▶ Exercise goal: Lay out the record lines as a Markdown table with the columns Row and Record line, starting at the line that contains "In this exercise you will indicate the window mullion" and ending at the line that contains "[(526, 91)]". Number each row, put each line in its own row, and leave out blank lines.

▶ Saved data entries:
· · · ·

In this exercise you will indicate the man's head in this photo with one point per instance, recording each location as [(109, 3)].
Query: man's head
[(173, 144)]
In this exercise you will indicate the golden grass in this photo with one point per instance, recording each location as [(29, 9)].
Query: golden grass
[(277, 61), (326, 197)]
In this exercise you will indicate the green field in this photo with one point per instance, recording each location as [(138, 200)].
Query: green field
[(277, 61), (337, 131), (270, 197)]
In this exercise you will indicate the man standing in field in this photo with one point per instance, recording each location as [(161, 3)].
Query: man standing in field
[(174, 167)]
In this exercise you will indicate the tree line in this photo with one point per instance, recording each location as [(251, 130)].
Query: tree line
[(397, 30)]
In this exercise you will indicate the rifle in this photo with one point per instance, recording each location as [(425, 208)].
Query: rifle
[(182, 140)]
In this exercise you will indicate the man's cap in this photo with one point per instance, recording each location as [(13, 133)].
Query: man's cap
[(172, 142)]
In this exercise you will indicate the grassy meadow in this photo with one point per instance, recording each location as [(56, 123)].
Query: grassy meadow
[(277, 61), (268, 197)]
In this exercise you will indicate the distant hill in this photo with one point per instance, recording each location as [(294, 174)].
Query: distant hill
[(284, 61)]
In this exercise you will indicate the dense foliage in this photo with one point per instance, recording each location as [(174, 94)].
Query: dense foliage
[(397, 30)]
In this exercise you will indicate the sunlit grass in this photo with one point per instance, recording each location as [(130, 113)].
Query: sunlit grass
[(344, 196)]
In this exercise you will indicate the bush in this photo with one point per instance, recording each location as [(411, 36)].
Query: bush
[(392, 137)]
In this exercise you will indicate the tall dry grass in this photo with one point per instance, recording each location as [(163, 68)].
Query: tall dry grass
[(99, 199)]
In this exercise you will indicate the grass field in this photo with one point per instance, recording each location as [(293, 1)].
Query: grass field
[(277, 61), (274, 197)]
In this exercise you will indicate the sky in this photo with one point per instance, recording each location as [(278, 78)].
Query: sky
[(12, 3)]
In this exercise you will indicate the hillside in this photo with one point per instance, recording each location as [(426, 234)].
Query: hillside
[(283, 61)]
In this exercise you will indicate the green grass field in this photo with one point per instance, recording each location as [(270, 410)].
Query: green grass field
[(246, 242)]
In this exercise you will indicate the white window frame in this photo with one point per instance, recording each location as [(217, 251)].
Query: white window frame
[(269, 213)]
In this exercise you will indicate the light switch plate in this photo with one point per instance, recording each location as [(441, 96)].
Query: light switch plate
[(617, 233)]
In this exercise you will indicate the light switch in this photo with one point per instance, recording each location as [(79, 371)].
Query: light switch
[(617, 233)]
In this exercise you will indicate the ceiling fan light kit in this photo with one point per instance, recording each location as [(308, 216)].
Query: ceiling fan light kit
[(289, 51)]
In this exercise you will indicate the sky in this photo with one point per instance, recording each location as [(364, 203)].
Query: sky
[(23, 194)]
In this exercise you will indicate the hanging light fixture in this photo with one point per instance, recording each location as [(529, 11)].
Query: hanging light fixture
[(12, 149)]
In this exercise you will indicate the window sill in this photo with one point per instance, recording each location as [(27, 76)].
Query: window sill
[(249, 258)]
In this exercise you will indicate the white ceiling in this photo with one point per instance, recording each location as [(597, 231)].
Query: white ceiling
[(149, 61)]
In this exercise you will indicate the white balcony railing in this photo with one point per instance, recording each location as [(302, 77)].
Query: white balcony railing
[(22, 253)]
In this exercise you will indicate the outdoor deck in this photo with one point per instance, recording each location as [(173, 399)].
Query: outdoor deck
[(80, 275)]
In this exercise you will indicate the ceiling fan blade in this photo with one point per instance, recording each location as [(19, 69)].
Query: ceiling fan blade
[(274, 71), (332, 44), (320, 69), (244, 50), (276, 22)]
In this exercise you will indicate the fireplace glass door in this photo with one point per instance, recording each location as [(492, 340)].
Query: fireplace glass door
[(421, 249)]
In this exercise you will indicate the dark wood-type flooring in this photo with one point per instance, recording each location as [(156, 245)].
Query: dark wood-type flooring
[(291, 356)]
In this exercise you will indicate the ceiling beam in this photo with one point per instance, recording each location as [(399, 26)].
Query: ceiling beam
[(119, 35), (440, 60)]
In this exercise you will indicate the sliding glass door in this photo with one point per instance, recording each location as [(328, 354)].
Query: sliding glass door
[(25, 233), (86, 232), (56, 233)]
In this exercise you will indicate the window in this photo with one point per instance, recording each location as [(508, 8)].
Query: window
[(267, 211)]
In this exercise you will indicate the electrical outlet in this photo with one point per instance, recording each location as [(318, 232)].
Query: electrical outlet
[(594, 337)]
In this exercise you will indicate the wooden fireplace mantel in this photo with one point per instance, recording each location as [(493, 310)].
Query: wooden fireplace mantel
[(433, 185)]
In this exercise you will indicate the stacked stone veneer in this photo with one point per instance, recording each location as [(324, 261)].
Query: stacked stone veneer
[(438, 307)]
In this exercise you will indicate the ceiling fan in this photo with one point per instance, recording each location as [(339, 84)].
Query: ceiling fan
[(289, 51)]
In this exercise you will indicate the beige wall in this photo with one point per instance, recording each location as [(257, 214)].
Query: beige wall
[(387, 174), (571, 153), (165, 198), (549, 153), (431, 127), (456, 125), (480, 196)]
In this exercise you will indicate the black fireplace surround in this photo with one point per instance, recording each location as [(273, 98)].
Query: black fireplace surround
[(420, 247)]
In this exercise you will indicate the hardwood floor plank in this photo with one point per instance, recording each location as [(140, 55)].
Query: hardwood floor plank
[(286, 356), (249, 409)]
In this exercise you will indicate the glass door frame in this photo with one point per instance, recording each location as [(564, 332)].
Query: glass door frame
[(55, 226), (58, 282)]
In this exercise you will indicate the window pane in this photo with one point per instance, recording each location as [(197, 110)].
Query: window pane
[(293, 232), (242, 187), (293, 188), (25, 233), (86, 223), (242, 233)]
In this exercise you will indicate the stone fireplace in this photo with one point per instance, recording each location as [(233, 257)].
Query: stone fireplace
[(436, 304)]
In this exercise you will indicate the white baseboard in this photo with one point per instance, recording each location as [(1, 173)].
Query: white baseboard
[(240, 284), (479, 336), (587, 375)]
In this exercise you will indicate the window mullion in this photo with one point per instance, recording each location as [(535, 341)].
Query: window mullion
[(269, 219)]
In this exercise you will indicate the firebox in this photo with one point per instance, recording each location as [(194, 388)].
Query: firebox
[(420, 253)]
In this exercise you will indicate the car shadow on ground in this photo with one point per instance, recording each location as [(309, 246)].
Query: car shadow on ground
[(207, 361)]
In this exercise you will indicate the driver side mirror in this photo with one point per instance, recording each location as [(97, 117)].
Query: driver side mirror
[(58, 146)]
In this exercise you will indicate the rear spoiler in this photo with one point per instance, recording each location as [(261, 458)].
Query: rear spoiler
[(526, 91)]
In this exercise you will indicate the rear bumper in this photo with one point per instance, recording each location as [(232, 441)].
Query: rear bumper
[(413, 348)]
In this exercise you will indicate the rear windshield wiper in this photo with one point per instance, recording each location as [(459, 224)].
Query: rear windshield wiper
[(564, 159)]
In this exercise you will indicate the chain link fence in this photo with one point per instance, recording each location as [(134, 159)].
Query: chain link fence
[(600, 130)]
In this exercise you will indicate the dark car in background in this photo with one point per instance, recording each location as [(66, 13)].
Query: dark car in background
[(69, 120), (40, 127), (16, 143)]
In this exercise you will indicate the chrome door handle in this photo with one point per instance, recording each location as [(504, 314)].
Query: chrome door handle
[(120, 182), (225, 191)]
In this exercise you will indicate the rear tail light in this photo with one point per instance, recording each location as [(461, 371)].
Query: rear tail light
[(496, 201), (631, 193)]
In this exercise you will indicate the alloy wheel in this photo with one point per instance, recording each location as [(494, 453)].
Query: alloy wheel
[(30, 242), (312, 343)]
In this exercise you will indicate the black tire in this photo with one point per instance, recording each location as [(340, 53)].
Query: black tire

· · · ·

▶ Task solution:
| Row | Record line |
|---|---|
| 1 | In this exercise you will indicate the window mullion in this photo with one point per instance, recording each location as [(535, 341)]. |
| 2 | Query: window mullion |
| 3 | [(269, 219)] |
| 4 | In this exercise you will indicate the firebox in this photo with one point per instance, recording each location as [(194, 388)]. |
| 5 | Query: firebox |
| 6 | [(420, 253)] |
| 7 | In this exercise you will indicate the car shadow on ground in this photo with one point per instance, recording each location as [(309, 246)]. |
| 8 | Query: car shadow on ground |
| 9 | [(207, 361)] |
| 10 | In this exercise you will indicate the driver side mirror in this photo with one point per instance, recording each location as [(97, 117)]. |
| 11 | Query: driver side mirror |
| 12 | [(58, 146)] |
| 13 | In this exercise you will indicate the rear spoiler in this photo with one point per instance, recording each location as [(261, 458)]. |
| 14 | Query: rear spoiler |
| 15 | [(526, 91)] |